WHAT YOU WILL DO
Rewrite the data below, beginning at the line that contains "Would you be able to mark the purple" and continuing through the last line. Keep the requests, and increase every number in the point coordinates by 110.

>> start INFORMATION SHOWN

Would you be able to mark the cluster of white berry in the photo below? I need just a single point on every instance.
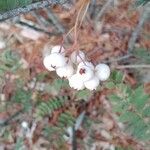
(80, 73)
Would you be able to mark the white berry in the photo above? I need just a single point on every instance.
(102, 72)
(57, 49)
(77, 57)
(85, 72)
(24, 124)
(86, 63)
(53, 61)
(76, 82)
(92, 84)
(65, 71)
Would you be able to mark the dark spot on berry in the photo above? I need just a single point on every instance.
(82, 71)
(53, 66)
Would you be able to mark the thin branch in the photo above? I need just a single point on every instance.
(55, 21)
(33, 6)
(118, 58)
(138, 28)
(38, 29)
(74, 142)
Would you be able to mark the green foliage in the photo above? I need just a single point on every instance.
(56, 133)
(48, 107)
(9, 62)
(23, 97)
(132, 105)
(83, 94)
(19, 144)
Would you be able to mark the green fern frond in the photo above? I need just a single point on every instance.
(133, 107)
(47, 108)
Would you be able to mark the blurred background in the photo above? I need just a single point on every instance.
(39, 111)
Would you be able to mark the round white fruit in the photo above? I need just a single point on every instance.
(85, 72)
(24, 124)
(57, 49)
(102, 71)
(76, 82)
(66, 71)
(53, 61)
(77, 57)
(86, 63)
(92, 84)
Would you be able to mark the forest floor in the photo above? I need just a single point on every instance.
(114, 33)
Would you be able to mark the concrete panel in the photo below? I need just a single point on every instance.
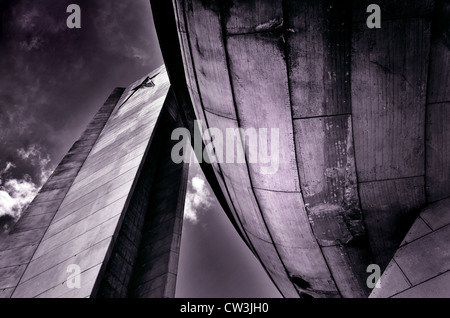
(10, 276)
(328, 177)
(318, 46)
(248, 210)
(389, 77)
(16, 256)
(345, 278)
(425, 257)
(6, 293)
(99, 192)
(209, 57)
(437, 214)
(105, 185)
(249, 16)
(391, 282)
(262, 100)
(390, 207)
(102, 201)
(438, 151)
(269, 257)
(286, 218)
(58, 274)
(63, 291)
(436, 287)
(157, 287)
(42, 208)
(79, 244)
(308, 266)
(394, 9)
(418, 229)
(34, 222)
(85, 213)
(21, 239)
(54, 239)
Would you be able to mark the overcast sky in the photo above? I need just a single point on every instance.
(54, 79)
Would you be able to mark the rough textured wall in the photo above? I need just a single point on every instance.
(19, 247)
(351, 104)
(87, 220)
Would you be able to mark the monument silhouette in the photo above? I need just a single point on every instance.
(364, 156)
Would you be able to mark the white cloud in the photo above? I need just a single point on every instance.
(34, 155)
(17, 193)
(198, 199)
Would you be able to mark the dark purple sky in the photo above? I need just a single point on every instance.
(54, 79)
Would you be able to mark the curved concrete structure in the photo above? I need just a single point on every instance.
(362, 139)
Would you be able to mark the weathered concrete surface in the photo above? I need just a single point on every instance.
(351, 106)
(438, 105)
(93, 209)
(19, 247)
(144, 260)
(421, 265)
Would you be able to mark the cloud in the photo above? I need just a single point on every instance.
(16, 193)
(35, 156)
(198, 199)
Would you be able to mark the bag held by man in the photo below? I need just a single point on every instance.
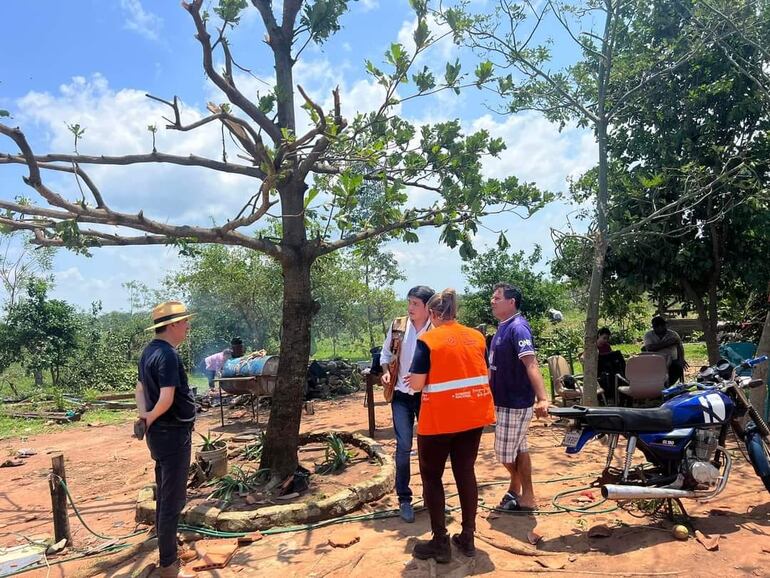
(397, 330)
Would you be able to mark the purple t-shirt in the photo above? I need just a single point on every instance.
(509, 381)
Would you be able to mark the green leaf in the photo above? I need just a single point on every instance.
(230, 10)
(421, 34)
(266, 103)
(452, 72)
(312, 194)
(483, 72)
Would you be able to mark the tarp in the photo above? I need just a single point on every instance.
(245, 366)
(737, 352)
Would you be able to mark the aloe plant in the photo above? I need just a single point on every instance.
(238, 481)
(210, 442)
(337, 455)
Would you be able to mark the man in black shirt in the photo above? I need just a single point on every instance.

>> end INFORMATION SHOWN

THE RESPONSE
Would you be able to mark the purple t-shirt in the photo above? I need just a single point on every instance.
(619, 491)
Would you be able to mark the green leaf in the photo above? I need just a single point on every instance.
(340, 120)
(531, 144)
(376, 213)
(562, 182)
(422, 304)
(593, 182)
Would you be able to mark the tarp in the photo above? I need just a single point on every instance.
(355, 476)
(847, 462)
Would you be able to mark the aloe plant in the photo above? I need just a single point on every instance.
(348, 591)
(320, 552)
(447, 565)
Would you be able to mark the man in black shirt in the photo above? I need just a single point on every instance.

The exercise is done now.